■ Instructions to follow ■
Extract, verbatim, all lines starting at the one containing "You are given a photograph. For the camera" and ending with the final line of the listing, and no others.
*****
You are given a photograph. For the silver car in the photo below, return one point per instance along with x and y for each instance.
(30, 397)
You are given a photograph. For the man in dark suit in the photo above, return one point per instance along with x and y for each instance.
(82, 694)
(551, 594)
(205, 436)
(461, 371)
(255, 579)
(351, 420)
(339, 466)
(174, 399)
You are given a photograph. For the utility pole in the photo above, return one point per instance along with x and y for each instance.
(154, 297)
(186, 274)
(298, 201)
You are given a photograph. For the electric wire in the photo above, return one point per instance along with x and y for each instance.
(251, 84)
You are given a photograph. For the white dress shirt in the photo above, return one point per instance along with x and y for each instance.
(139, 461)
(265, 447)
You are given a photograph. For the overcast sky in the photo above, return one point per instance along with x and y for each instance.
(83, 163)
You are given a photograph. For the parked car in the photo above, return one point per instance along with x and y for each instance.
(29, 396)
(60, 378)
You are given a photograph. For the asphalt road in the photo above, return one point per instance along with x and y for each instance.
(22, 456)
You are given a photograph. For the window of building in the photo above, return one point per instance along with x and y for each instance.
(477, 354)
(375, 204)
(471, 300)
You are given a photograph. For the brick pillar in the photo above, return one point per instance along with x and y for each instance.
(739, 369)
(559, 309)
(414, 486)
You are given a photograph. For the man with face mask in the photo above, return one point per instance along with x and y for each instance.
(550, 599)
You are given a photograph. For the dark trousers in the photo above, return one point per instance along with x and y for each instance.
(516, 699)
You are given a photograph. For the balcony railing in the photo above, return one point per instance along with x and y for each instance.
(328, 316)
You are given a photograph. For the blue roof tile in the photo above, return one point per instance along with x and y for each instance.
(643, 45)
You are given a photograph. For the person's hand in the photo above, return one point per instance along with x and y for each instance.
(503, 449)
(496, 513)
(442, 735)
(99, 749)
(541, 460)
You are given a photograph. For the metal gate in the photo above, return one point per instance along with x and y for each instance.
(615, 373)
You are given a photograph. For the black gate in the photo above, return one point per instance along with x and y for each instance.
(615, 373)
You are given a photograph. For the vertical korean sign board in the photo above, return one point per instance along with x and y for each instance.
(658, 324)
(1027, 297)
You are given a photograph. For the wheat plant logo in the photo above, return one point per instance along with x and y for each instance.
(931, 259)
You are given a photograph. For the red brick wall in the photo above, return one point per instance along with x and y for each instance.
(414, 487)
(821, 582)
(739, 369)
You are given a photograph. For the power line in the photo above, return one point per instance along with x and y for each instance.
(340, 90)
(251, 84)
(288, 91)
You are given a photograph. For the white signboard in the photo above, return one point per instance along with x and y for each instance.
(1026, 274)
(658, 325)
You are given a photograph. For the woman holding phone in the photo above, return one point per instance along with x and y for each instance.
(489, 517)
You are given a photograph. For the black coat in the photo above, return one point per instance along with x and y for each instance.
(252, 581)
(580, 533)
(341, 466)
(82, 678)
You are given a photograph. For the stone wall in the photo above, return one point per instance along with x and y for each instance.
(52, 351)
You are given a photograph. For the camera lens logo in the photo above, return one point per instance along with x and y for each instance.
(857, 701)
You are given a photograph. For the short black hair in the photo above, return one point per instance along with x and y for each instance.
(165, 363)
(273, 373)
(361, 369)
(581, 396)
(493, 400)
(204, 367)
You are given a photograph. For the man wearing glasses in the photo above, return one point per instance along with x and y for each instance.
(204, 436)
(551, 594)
*****
■ Expected answer ■
You are given a photograph. For the camera lens logo in the photo above, return one point per instance along with x and y for each instance.
(857, 701)
You are given a photograph. For the short black hair in the photo above, return one point per instance along with x and y for each instance.
(165, 363)
(273, 373)
(361, 369)
(581, 396)
(493, 400)
(204, 367)
You are given a photograph. For the man wearing glasses in the photo above, return one point per instance along with x and y for each instance.
(204, 436)
(551, 594)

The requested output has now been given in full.